◆ WHAT TO PRODUCE: For the material below, state how many lines have the word "negative" in them, with no other words.

◆ INFORMATION GIVEN:
****************

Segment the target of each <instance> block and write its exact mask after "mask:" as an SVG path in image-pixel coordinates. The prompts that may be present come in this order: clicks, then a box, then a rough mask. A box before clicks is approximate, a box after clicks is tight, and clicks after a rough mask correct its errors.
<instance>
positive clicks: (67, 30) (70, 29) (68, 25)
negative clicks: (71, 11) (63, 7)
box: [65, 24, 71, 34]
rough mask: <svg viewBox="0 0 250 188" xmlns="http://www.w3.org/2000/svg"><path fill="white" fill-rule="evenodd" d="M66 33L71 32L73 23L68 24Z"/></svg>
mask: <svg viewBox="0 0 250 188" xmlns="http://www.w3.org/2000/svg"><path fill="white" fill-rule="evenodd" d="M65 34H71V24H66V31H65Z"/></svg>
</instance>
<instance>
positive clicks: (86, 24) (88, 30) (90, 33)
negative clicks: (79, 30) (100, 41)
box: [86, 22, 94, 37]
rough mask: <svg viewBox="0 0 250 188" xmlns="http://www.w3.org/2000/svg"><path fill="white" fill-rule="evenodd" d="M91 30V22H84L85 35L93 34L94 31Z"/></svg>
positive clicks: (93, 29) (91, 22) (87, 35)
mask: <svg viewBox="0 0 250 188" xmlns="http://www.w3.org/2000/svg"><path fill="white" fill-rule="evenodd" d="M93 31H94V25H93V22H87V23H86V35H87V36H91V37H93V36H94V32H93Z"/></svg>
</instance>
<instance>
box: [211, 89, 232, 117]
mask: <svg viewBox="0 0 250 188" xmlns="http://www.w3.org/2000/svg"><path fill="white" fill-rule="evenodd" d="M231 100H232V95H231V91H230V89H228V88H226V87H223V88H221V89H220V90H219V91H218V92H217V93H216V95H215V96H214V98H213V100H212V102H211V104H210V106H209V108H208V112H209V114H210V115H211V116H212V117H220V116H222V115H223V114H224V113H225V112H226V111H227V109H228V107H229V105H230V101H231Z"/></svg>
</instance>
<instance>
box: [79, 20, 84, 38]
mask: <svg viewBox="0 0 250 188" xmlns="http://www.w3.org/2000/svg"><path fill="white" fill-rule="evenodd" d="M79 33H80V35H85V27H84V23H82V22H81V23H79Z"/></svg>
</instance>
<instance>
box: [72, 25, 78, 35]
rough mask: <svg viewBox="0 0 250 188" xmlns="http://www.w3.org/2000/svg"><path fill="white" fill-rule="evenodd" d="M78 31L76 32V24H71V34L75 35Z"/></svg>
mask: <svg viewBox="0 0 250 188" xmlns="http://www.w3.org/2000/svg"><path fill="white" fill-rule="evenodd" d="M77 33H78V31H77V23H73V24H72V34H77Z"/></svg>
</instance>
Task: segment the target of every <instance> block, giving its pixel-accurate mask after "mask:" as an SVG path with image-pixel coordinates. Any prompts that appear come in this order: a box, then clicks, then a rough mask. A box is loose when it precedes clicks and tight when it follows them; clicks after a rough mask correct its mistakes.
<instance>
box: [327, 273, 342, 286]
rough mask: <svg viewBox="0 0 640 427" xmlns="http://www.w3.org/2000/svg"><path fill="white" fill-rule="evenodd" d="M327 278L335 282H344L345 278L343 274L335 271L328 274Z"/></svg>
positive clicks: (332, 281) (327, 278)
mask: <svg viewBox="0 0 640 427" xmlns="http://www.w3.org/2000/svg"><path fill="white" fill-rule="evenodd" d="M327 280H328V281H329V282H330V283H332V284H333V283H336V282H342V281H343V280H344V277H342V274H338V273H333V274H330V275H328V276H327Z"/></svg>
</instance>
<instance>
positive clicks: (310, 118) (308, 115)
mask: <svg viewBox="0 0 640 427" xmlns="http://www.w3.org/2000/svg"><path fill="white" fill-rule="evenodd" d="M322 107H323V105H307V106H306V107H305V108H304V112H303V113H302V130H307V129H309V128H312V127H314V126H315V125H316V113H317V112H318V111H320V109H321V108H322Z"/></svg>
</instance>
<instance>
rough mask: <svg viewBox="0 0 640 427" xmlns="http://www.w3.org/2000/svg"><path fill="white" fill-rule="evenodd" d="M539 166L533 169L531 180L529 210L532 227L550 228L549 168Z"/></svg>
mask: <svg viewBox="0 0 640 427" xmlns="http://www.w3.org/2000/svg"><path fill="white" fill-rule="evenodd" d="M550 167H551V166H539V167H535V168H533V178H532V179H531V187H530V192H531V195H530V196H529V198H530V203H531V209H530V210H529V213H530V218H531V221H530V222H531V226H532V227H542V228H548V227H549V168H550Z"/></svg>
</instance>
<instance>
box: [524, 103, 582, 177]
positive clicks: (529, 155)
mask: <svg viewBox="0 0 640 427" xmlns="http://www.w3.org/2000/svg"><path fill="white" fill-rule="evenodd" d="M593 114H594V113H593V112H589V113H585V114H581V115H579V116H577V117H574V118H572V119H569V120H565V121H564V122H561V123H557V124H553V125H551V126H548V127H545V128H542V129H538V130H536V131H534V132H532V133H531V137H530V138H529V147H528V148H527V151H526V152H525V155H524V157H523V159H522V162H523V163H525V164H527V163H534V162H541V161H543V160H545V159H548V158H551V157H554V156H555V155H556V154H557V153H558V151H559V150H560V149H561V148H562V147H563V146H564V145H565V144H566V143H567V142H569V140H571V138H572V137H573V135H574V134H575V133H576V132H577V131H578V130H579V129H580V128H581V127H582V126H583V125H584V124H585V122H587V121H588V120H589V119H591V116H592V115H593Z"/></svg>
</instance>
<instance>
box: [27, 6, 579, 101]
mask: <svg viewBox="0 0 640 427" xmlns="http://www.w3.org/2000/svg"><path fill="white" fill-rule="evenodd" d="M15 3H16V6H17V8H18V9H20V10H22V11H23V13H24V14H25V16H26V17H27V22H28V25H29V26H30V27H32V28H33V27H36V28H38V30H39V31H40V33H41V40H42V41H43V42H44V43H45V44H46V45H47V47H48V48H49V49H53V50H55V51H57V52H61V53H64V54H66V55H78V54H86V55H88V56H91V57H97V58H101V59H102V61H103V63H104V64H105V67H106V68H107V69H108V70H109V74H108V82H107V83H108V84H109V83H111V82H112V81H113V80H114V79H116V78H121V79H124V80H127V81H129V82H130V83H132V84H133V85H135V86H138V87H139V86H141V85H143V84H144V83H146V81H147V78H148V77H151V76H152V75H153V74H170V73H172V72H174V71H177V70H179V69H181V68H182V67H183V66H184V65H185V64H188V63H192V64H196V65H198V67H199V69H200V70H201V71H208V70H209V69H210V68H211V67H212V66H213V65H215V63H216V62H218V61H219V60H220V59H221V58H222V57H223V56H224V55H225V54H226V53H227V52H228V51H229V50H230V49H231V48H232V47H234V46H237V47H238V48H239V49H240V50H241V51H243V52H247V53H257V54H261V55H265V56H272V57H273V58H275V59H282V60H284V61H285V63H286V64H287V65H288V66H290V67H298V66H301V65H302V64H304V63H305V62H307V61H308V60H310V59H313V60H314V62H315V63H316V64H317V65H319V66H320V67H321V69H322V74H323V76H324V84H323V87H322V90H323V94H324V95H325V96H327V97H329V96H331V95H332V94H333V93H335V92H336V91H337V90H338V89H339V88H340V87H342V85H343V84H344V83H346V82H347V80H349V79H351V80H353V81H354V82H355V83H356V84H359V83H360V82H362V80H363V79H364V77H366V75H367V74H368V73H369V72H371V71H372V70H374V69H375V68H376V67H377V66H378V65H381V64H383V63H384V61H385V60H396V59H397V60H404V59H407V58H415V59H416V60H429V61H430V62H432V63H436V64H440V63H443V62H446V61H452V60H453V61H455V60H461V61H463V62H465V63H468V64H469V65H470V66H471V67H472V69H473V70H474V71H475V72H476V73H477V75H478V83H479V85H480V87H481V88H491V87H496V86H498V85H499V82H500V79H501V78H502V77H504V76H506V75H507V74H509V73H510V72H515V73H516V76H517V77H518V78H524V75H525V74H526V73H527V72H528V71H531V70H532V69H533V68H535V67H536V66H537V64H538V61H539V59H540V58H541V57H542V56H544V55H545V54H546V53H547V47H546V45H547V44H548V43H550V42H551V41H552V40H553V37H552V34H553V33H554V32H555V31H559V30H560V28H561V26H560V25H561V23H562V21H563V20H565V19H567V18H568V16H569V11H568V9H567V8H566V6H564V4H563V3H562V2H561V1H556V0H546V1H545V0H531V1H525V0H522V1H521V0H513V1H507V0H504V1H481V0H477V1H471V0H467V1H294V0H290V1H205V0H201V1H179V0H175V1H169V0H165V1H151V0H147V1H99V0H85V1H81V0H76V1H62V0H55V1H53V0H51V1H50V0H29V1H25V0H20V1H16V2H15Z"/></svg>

****************

◆ RESULT FOR THIS TASK: 2